Work to be completed: Copy out the records below without alteration, from the line containing "Where can you spot the man's head" through the line containing "column 164, row 109", with both of those lines included.

☆ ☆ ☆ ☆

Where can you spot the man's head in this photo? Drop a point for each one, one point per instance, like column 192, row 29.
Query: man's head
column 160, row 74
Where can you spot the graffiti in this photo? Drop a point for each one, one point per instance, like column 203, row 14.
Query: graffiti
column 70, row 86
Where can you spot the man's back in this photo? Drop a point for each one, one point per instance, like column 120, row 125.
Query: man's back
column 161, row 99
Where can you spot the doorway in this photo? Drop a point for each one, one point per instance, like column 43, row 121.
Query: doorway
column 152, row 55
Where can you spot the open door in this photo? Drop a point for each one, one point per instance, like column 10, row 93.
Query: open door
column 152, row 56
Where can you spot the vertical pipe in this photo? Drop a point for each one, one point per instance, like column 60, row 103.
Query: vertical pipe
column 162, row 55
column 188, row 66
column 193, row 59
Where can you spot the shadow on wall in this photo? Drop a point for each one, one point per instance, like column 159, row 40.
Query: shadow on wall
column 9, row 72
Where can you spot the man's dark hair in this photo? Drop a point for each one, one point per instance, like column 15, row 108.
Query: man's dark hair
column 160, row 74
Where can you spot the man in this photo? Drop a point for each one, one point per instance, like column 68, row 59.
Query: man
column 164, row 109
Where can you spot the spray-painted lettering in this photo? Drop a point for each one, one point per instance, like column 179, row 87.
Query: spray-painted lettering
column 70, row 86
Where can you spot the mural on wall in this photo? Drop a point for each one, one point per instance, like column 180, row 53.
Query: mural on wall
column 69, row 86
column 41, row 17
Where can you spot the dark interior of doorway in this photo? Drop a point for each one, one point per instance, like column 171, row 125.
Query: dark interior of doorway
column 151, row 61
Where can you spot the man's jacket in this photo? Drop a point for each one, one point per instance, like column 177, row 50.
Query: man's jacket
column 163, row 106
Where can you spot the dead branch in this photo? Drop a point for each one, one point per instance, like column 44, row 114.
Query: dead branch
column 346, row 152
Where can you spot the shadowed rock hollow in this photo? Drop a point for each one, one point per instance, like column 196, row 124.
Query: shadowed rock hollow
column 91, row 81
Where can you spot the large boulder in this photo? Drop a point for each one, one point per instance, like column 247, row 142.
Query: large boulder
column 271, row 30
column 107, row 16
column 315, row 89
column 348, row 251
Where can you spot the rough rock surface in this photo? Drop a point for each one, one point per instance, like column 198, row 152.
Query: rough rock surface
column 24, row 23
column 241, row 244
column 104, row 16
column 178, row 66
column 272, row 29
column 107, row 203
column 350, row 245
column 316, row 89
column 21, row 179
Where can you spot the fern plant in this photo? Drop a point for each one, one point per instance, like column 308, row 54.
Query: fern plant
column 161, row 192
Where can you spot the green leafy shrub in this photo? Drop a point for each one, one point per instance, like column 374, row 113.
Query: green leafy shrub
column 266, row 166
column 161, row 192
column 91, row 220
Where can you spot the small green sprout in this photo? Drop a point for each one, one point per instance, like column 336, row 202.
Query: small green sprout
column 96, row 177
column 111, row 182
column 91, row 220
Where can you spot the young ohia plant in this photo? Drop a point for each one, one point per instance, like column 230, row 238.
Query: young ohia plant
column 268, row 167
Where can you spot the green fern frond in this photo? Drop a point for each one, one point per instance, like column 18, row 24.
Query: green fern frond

☆ ☆ ☆ ☆

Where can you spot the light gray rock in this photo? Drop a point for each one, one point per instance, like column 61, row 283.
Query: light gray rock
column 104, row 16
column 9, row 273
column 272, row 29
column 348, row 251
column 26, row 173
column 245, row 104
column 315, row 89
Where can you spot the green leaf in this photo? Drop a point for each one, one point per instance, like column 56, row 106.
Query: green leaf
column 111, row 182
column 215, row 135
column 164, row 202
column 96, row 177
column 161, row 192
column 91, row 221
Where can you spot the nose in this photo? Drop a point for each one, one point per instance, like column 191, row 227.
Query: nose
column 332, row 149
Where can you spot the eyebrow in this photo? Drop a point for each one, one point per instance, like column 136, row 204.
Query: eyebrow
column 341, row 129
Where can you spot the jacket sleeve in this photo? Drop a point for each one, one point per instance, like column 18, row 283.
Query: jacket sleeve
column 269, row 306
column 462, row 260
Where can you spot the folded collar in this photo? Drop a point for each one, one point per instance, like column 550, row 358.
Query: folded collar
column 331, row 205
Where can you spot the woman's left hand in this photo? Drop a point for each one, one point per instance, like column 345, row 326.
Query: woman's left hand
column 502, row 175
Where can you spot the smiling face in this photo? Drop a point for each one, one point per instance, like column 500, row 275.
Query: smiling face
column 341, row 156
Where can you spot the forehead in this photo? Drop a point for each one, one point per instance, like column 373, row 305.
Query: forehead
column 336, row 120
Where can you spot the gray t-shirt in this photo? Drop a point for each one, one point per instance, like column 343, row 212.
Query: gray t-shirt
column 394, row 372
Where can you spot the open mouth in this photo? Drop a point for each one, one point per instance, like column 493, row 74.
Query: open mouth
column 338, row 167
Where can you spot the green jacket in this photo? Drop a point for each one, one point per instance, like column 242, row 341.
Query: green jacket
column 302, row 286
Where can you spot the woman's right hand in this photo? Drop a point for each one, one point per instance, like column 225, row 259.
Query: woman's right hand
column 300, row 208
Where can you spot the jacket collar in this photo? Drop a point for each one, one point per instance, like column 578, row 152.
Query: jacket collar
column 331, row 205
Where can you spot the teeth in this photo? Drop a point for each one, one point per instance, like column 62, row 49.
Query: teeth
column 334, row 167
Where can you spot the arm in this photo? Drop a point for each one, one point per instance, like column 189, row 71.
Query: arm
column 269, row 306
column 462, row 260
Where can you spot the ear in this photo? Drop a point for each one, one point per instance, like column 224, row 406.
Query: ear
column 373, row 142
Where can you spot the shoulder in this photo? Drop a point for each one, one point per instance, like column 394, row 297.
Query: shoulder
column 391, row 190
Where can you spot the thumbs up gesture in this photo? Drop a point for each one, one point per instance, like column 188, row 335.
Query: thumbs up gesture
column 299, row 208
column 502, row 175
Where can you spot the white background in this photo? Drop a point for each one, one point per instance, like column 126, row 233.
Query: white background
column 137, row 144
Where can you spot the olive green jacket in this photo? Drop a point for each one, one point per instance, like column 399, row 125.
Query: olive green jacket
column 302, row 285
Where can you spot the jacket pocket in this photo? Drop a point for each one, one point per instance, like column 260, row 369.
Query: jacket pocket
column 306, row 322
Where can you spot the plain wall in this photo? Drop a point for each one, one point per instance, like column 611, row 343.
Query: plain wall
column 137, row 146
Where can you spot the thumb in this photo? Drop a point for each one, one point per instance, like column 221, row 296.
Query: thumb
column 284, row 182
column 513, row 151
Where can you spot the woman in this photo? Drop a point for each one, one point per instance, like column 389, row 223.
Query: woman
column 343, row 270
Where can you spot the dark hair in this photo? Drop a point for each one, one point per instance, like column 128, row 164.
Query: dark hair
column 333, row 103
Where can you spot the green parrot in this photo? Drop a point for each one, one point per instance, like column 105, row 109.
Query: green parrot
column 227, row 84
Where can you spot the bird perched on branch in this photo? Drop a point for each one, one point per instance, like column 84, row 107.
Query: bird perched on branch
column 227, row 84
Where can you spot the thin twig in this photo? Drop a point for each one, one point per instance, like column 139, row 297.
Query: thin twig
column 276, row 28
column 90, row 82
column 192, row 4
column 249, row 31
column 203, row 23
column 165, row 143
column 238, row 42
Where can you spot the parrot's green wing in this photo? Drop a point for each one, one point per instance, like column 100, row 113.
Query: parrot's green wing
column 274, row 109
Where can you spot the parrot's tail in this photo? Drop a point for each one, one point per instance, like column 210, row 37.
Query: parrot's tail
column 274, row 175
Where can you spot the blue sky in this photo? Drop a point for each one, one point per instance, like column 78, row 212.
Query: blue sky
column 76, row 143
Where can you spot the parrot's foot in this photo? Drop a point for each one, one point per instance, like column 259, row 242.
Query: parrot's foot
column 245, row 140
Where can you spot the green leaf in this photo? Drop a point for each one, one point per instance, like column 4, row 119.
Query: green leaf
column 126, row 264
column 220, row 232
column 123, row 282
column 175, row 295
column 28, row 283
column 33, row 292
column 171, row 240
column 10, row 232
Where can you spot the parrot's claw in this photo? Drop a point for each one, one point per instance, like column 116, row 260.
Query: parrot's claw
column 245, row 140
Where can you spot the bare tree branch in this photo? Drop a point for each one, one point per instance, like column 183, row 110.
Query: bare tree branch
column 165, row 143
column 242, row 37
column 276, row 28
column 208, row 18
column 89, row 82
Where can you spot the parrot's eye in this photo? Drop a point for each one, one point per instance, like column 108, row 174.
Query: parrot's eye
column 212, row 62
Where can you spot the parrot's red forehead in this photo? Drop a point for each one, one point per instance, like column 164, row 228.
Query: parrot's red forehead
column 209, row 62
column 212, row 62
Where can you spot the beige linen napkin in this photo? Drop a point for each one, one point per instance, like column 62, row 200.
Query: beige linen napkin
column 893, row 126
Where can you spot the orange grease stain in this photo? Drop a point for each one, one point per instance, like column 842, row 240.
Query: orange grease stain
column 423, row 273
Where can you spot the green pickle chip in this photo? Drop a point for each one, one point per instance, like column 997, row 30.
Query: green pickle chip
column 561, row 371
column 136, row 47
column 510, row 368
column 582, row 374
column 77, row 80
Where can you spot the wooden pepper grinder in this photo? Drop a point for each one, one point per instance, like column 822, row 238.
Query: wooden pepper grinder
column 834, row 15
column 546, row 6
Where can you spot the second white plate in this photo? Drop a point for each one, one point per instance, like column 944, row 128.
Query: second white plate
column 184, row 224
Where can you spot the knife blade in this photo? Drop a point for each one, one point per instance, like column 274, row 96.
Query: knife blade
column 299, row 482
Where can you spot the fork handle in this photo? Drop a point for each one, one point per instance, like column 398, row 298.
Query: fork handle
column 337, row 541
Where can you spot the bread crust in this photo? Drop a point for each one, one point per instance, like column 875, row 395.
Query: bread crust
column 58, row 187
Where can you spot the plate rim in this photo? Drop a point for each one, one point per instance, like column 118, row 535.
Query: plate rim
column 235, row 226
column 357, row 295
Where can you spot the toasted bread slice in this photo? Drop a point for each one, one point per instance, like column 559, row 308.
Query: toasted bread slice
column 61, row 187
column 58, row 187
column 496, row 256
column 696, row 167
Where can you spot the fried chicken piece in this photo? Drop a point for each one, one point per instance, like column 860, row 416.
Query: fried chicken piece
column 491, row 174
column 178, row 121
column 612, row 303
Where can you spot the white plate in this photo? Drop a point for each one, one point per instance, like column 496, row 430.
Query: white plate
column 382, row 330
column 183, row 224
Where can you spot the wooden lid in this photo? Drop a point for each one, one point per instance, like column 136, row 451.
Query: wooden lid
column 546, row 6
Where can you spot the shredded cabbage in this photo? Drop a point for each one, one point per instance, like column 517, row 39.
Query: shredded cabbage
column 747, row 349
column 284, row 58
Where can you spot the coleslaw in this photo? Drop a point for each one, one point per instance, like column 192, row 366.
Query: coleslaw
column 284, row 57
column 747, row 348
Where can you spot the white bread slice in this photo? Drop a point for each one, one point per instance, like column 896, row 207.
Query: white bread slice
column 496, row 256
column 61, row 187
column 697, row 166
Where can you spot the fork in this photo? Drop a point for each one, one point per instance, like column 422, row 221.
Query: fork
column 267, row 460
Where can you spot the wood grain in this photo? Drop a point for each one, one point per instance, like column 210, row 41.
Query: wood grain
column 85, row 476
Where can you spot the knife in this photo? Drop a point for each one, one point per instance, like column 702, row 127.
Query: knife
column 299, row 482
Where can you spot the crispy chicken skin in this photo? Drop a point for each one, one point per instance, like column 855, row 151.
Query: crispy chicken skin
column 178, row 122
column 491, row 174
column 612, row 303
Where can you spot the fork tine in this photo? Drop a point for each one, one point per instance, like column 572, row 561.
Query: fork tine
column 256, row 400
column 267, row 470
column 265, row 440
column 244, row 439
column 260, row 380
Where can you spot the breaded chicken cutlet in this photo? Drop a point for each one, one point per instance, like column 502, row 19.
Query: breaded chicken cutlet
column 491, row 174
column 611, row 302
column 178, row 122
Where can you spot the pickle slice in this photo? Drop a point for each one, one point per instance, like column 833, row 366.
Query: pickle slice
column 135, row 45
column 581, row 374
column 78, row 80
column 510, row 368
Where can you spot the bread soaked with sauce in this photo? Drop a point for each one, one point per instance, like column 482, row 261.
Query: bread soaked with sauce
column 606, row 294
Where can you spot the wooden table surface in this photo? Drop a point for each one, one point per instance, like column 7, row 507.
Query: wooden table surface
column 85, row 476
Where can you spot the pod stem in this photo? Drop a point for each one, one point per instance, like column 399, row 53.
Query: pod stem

☆ ☆ ☆ ☆

Written answer:
Where can you spot the man's head in this photo? Drop a point for each one, one point per instance, like column 192, row 29.
Query: man's head
column 160, row 74
Where can you spot the graffiti in this photo? Drop a point for each one, one point per instance, like column 203, row 14.
Query: graffiti
column 70, row 86
Where can you spot the man's back in this photo? Drop a point for each one, one point per instance, like column 120, row 125.
Query: man's back
column 161, row 99
Where can you spot the doorway in this photo? Drop a point for each one, one point per instance, like column 43, row 121.
Query: doorway
column 152, row 55
Where can you spot the open door in this photo? Drop a point for each one, one point per instance, like column 10, row 93.
Query: open door
column 152, row 56
Where can you spot the vertical pipe in this photo? Drop a point for each one, one point per instance, like column 60, row 103.
Query: vertical pipe
column 162, row 55
column 188, row 66
column 193, row 59
Where can you spot the shadow on wall in this photo? Drop a point for each one, one point per instance, like column 159, row 40.
Query: shadow on wall
column 9, row 72
Where can you spot the man's dark hair in this photo? Drop a point for each one, one point per instance, like column 15, row 108.
Query: man's dark hair
column 160, row 74
Where can you spot the man in this photo? Drop a point for each one, one point per instance, like column 68, row 59.
Query: man
column 164, row 109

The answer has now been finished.